▶ **Task**: Only the lines below starting at the one that contains "Identify each shrub" and ending at the one that contains "Identify each black" are to be reproduced, exactly and with both ends kept.
═════ Input for this task ═════
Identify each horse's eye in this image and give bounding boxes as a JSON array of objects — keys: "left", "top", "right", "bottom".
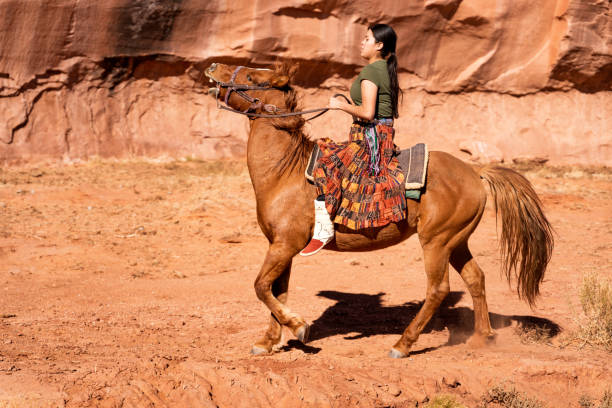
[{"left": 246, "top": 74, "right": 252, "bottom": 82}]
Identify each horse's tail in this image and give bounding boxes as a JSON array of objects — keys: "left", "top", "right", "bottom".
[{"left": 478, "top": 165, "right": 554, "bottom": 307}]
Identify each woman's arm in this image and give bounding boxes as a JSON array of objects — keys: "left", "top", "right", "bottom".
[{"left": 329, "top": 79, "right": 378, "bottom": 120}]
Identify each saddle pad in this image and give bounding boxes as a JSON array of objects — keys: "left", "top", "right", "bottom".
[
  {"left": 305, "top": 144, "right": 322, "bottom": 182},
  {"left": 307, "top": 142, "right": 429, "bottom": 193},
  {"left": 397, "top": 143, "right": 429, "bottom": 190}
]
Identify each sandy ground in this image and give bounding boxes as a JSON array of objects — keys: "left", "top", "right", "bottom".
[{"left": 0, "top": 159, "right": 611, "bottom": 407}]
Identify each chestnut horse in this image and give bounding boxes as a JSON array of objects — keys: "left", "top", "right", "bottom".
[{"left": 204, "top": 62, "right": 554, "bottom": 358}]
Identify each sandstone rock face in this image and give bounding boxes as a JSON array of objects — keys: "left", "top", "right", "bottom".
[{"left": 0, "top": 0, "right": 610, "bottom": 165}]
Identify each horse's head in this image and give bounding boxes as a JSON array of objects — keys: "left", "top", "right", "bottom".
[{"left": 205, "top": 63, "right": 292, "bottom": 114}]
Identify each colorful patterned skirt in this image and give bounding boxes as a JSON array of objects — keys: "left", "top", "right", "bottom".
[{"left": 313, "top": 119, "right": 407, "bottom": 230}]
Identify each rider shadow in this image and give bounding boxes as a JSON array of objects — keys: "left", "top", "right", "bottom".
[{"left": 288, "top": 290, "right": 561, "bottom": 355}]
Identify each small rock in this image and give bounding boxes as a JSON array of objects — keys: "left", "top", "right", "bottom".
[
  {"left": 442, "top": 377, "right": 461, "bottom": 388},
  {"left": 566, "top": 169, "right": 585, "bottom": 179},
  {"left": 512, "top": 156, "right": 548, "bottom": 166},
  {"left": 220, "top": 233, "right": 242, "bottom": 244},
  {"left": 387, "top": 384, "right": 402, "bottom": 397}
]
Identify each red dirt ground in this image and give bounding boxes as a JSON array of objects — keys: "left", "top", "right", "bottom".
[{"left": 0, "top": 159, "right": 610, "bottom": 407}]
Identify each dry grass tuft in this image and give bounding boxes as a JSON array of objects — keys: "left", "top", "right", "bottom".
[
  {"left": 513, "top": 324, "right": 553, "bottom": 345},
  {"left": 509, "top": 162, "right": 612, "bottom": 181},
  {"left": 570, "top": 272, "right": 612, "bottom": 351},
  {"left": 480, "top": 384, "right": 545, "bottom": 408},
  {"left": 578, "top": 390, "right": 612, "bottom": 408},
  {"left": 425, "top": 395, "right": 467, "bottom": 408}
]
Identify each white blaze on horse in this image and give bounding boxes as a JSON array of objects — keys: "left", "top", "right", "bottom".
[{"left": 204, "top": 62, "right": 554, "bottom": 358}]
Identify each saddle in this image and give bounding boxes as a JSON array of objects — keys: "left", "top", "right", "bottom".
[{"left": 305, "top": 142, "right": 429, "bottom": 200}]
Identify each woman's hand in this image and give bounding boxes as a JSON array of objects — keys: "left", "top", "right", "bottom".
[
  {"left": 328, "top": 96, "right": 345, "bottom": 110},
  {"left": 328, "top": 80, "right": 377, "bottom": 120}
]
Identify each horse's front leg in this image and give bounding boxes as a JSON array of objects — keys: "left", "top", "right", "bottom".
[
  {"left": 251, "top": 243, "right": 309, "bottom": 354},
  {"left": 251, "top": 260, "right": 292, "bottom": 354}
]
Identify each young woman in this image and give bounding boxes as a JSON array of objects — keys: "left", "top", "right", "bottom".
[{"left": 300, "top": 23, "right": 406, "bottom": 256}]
═════
═════ Input for this task ═════
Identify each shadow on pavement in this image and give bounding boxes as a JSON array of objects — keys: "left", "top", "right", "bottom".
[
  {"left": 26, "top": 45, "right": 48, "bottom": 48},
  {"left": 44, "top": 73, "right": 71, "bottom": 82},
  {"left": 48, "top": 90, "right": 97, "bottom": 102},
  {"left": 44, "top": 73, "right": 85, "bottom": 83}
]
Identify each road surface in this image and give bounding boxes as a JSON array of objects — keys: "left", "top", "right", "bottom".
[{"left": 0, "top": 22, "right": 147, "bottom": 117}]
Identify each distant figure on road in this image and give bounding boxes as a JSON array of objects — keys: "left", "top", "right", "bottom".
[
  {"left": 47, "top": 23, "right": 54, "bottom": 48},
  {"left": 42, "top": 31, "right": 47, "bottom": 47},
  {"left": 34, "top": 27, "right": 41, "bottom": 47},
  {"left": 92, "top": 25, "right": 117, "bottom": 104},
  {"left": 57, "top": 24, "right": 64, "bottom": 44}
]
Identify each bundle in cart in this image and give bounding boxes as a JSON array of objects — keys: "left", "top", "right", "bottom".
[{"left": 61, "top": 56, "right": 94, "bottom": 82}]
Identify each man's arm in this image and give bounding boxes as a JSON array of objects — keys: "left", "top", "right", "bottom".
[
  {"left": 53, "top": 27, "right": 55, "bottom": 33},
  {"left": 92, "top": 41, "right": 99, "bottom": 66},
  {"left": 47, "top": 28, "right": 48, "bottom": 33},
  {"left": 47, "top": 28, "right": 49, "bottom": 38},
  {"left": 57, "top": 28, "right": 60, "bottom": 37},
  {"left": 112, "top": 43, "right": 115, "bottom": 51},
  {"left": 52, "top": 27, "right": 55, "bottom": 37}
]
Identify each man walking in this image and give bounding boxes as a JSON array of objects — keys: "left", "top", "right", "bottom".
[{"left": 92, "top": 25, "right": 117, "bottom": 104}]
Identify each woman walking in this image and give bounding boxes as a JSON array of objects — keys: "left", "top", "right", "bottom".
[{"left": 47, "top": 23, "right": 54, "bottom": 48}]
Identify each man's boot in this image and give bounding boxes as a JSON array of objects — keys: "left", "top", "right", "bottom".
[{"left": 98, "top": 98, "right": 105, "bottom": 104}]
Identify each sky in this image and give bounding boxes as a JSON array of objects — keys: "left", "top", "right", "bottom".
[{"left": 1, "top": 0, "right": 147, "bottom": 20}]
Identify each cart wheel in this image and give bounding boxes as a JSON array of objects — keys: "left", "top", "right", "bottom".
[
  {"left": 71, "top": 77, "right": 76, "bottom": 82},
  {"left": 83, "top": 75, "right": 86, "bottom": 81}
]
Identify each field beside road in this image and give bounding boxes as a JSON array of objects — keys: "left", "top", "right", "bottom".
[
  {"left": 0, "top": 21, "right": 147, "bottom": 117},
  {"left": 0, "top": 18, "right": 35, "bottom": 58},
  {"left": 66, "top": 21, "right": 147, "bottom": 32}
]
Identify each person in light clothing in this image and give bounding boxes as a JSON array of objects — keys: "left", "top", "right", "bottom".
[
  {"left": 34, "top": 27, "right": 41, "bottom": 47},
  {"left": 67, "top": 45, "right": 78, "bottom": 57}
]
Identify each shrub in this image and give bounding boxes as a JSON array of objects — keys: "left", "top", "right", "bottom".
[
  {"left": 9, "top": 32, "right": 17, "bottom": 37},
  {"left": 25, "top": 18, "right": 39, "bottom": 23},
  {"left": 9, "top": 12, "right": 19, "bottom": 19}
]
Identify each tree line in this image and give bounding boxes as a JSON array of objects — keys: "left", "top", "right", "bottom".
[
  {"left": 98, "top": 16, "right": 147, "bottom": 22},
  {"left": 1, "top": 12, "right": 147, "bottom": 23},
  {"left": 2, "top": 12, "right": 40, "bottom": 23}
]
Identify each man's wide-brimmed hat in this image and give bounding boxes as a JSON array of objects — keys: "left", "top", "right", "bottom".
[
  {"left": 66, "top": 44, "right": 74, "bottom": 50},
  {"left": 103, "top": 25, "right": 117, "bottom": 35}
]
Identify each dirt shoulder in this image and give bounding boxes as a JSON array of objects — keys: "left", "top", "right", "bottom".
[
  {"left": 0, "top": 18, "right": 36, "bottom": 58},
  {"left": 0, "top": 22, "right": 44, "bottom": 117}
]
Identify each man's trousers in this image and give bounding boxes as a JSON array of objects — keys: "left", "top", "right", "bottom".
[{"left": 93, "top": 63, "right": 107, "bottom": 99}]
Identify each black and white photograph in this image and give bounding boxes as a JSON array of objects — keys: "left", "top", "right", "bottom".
═════
▶ **Final answer**:
Identify each shrub in this image and give bounding boxes as a JSON array of objects — keys: "left", "top", "right", "bottom".
[
  {"left": 9, "top": 32, "right": 17, "bottom": 37},
  {"left": 25, "top": 18, "right": 39, "bottom": 23},
  {"left": 9, "top": 12, "right": 19, "bottom": 19}
]
Identify each tree line in this image and give bounding boxes as a JSON array of objects — keys: "left", "top", "right", "bottom".
[
  {"left": 98, "top": 16, "right": 147, "bottom": 22},
  {"left": 1, "top": 12, "right": 147, "bottom": 23},
  {"left": 2, "top": 12, "right": 40, "bottom": 23}
]
Identify each man's wide-brimmed hat in this image and give bounding boxes as a JSON array of objects — keys: "left", "top", "right", "bottom".
[
  {"left": 66, "top": 44, "right": 74, "bottom": 50},
  {"left": 103, "top": 25, "right": 117, "bottom": 35}
]
Identify each dirt shoulder in this image and give bounding boxes as a JSON array of objects — keys: "left", "top", "right", "bottom".
[
  {"left": 0, "top": 18, "right": 36, "bottom": 58},
  {"left": 0, "top": 22, "right": 44, "bottom": 117}
]
Identify each man's trousers in this image and give bounding boxes as a JSON array of objects — keys: "left", "top", "right", "bottom".
[{"left": 93, "top": 63, "right": 107, "bottom": 99}]
Identify each black and white photograph in this image and give bounding boxes as a JSON array of objects — keys: "left", "top", "right", "bottom".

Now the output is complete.